§ Exercise 1:
Could you transcribe the part of the Luke 14:35 commentary that begins at the words "GREEK (Each Word" and stops after "ὦτα  ἀκούειν    ἀκουέτω."?

§ Document text:
· · · · · · ·

Luke 14:35 It is neither fit for the land, nor yet for the dunghill;

Spoken to: 

audience

Jesus changes the discussion to "salt" meaning "wit."

KJV: 

Luke 14:35 It is neither fit for the land, nor yet for the dunghill; but men cast it out. He that hath ears to hear, let him hear

NIV : 

Luke 14:35 It is fit neither for the soil nor for the manure pile; it is thrown out. “Whoever has ears to hear, let them hear.”

LISTENERS HEARD: 

It is suitable neither for ground nor for dunghill. They toss it outside. The one having ears to listen? He must listen! 

MY TAKE: 

Some "salts" a just mineral salts.

GREEK (Each Word Explained Bottom of Page): 

GREEK ORDER: 

οὔτε εἰς        γῆν      οὔτε εἰς κοπρίαν εὔθετόν   ἐστιν: ἔξω     βάλλουσιν αὐτό.
neither for ground nor for dunghill suitable It is. outside They toss  it.  

          ἔχων     ὦτα  ἀκούειν    ἀκουέτω.
The one having ears to listen? He must listen! 

LOST IN TRANSLATION: 

This verse ends with one of Jesus's taglines, "having ears to hear".  The translation reverses the words in the first phrase Making it seem less like a spoken question than it is. 

There is a lot of debate about the meaning of "salt" with "land/soil" and "dunghill." I find many of them amusing, but I have my own (original?) interpretation. I suspect that salt was used to describe the products of the Dead Sea.This was likely spoken near Jerusalem or south of it, the area of the Dead Sea. While it is described as a "salt" sea because its salinity is over 34%, the chemicals mined from it were asphalt and potash, asphalt for Roman road (land) and potash for fertilizer (and as an ingredient in cement, popular in Roman times). It also has large amount of sodium chloride (regular salt). Potash comes in a variety of potassium salts including potassium chloride.

# KJV TRANSLATION ISSUES: 

10

It is neither fit for the(IW) land, nor yet(IW) for the(IW) dunghill; but(IW) men(IW) cast it out. He(CW) that(IW)  hath(WF) ears to hear, let(CW) him(WF) hear

  • IW - Inserted Word-- The "the" doesn't exist in the source.

· · · · · · ·

§ Exercise 2:
Can you write out the entries again from their very first line through the line containing "580 255 L 583", request lines included, but with 126 added to every outline coordinate? Give only those lines.

§ Stored records:
· · · · · · ·

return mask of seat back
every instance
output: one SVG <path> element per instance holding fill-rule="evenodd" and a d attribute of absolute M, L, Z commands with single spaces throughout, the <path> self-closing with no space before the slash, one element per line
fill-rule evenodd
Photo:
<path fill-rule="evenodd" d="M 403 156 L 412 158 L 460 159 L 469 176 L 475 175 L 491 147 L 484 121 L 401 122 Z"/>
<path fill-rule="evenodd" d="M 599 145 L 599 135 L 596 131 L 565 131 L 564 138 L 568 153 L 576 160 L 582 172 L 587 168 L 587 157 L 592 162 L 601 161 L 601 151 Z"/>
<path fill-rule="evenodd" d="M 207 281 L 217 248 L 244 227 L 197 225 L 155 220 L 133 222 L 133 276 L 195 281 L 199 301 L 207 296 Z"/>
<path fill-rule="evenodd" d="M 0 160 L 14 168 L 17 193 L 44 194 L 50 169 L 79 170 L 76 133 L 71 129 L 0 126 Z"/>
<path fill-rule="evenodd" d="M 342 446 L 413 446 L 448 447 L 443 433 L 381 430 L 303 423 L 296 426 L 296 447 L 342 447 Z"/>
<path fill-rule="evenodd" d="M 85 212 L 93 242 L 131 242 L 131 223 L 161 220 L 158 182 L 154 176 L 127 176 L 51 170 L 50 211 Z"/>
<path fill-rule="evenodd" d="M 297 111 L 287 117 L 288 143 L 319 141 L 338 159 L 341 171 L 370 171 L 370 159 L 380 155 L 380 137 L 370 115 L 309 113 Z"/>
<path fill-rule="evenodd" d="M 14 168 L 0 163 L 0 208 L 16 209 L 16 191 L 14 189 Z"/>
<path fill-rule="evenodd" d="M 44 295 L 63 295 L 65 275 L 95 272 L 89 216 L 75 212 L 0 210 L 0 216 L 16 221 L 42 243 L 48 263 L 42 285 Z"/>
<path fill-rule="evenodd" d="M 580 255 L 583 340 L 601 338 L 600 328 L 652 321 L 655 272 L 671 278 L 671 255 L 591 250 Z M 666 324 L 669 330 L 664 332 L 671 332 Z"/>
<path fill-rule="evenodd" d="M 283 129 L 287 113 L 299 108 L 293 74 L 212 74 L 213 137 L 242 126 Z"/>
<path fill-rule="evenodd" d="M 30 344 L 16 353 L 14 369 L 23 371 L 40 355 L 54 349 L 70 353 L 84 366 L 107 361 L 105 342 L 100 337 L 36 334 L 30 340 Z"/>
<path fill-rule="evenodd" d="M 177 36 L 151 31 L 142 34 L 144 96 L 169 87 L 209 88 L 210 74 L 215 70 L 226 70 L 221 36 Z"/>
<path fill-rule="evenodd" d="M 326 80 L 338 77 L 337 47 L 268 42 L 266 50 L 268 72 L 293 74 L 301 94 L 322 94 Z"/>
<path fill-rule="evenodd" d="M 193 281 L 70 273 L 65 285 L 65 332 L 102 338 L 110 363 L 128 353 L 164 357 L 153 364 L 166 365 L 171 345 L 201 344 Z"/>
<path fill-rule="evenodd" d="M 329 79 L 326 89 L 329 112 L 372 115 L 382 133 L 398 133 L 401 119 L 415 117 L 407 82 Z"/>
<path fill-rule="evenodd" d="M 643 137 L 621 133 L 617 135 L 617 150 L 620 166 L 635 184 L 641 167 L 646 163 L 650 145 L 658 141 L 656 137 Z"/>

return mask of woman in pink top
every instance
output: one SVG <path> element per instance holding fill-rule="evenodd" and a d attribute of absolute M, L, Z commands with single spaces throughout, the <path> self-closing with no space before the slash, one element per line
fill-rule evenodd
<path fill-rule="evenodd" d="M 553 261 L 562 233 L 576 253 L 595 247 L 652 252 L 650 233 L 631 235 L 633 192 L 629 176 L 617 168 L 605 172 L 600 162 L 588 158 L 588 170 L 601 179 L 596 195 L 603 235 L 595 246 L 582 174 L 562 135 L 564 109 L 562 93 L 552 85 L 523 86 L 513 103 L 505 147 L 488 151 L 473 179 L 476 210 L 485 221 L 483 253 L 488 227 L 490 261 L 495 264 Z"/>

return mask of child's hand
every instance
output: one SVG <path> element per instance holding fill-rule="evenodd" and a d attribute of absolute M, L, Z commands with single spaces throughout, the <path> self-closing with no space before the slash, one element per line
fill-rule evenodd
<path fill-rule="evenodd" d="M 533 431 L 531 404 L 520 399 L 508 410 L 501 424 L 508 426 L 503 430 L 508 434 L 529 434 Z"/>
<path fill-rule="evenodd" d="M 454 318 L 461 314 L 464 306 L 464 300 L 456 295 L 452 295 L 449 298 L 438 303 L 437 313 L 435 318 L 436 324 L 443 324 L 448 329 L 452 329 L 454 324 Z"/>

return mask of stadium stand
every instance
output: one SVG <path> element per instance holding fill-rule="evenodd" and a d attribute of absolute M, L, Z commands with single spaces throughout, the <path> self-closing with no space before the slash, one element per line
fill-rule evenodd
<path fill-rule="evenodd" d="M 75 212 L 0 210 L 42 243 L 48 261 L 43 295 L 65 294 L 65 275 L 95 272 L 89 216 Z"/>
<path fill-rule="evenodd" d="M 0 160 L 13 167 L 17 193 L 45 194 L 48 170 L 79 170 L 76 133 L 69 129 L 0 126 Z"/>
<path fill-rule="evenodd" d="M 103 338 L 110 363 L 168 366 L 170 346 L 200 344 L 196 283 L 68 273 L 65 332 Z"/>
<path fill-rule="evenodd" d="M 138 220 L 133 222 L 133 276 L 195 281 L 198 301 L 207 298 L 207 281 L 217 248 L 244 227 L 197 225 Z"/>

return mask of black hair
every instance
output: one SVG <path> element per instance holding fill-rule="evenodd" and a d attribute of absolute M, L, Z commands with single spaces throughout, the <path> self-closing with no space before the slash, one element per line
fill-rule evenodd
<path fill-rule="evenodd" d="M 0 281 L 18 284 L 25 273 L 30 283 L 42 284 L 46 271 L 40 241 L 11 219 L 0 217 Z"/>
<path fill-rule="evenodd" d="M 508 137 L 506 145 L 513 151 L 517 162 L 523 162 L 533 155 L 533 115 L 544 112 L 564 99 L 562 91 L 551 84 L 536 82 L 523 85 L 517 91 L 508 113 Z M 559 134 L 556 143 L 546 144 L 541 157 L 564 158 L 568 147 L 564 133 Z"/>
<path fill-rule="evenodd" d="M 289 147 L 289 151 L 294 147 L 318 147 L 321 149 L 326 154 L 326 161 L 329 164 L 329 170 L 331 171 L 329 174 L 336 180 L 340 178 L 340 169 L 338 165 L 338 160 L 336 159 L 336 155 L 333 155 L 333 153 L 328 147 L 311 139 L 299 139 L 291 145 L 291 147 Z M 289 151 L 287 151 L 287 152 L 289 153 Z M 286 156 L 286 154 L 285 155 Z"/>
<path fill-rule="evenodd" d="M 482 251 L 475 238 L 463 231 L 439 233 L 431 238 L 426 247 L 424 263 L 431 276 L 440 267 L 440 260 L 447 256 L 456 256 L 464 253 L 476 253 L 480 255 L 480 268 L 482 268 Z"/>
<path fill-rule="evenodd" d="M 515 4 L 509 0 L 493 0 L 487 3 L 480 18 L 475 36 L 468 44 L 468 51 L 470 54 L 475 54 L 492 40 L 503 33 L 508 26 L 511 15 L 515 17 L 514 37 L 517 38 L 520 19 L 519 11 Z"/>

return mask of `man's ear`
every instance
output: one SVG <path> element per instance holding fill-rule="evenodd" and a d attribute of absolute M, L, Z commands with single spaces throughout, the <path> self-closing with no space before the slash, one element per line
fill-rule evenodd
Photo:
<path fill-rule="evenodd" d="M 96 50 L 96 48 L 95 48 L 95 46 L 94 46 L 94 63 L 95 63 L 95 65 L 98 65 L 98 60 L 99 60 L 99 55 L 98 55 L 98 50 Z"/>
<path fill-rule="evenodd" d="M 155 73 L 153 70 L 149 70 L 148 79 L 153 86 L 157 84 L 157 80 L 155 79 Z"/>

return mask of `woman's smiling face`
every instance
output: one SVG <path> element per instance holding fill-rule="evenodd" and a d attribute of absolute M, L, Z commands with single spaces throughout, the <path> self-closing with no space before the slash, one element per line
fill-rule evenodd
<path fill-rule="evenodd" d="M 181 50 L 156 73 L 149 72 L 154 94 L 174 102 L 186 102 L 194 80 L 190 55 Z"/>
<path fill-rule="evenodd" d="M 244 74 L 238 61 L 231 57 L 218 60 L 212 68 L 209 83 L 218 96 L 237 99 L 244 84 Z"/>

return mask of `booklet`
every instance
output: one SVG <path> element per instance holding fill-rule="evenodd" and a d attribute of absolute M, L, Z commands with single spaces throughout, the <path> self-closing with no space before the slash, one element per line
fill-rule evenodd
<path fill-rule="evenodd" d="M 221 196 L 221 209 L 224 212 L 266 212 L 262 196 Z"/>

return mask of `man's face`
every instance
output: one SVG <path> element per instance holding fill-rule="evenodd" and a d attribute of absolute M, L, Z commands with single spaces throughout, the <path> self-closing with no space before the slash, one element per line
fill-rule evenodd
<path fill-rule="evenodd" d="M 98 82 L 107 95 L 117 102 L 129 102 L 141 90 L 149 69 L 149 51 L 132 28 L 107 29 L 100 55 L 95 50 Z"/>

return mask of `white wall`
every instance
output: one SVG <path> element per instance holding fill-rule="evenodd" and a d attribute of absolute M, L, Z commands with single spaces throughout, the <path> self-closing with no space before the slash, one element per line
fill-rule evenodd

· · · · · · ·

§ Written answer 1:
GREEK (Each Word Explained Bottom of Page): 

GREEK ORDER: 

οὔτε εἰς        γῆν      οὔτε εἰς κοπρίαν εὔθετόν   ἐστιν: ἔξω     βάλλουσιν αὐτό.
neither for ground nor for dunghill suitable It is. outside They toss  it.  

          ἔχων     ὦτα  ἀκούειν    ἀκουέτω.

§ Written answer 2:
return mask of seat back
every instance
output: one SVG <path> element per instance holding fill-rule="evenodd" and a d attribute of absolute M, L, Z commands with single spaces throughout, the <path> self-closing with no space before the slash, one element per line
fill-rule evenodd
Photo:
<path fill-rule="evenodd" d="M 529 282 L 538 284 L 586 285 L 595 302 L 601 301 L 617 273 L 610 247 L 527 248 Z"/>
<path fill-rule="evenodd" d="M 725 271 L 725 261 L 722 257 L 691 257 L 690 264 L 694 279 L 702 286 L 708 298 L 713 294 L 713 283 L 718 288 L 727 287 L 727 277 Z"/>
<path fill-rule="evenodd" d="M 333 407 L 343 374 L 370 353 L 323 351 L 281 346 L 259 348 L 259 402 L 321 407 L 325 427 L 333 422 Z"/>
<path fill-rule="evenodd" d="M 126 286 L 140 294 L 143 319 L 170 320 L 176 295 L 205 296 L 202 259 L 197 255 L 126 252 Z"/>
<path fill-rule="evenodd" d="M 468 572 L 539 572 L 574 573 L 569 559 L 507 556 L 429 549 L 422 552 L 422 573 L 468 573 Z"/>
<path fill-rule="evenodd" d="M 211 338 L 219 368 L 257 368 L 257 349 L 287 346 L 284 308 L 280 302 L 253 302 L 177 296 L 176 337 Z"/>
<path fill-rule="evenodd" d="M 423 237 L 413 243 L 414 269 L 445 267 L 464 285 L 467 297 L 496 297 L 496 285 L 506 281 L 506 263 L 496 241 L 435 239 Z"/>
<path fill-rule="evenodd" d="M 140 294 L 126 289 L 126 334 L 142 335 L 142 317 L 140 315 Z"/>
<path fill-rule="evenodd" d="M 170 421 L 189 421 L 191 401 L 221 398 L 215 342 L 201 338 L 126 336 L 126 342 L 142 347 L 168 369 L 174 389 L 168 411 Z"/>
<path fill-rule="evenodd" d="M 706 381 L 709 466 L 727 464 L 726 454 L 778 447 L 781 398 L 797 404 L 797 381 L 717 376 Z M 792 450 L 795 456 L 790 458 L 797 458 Z"/>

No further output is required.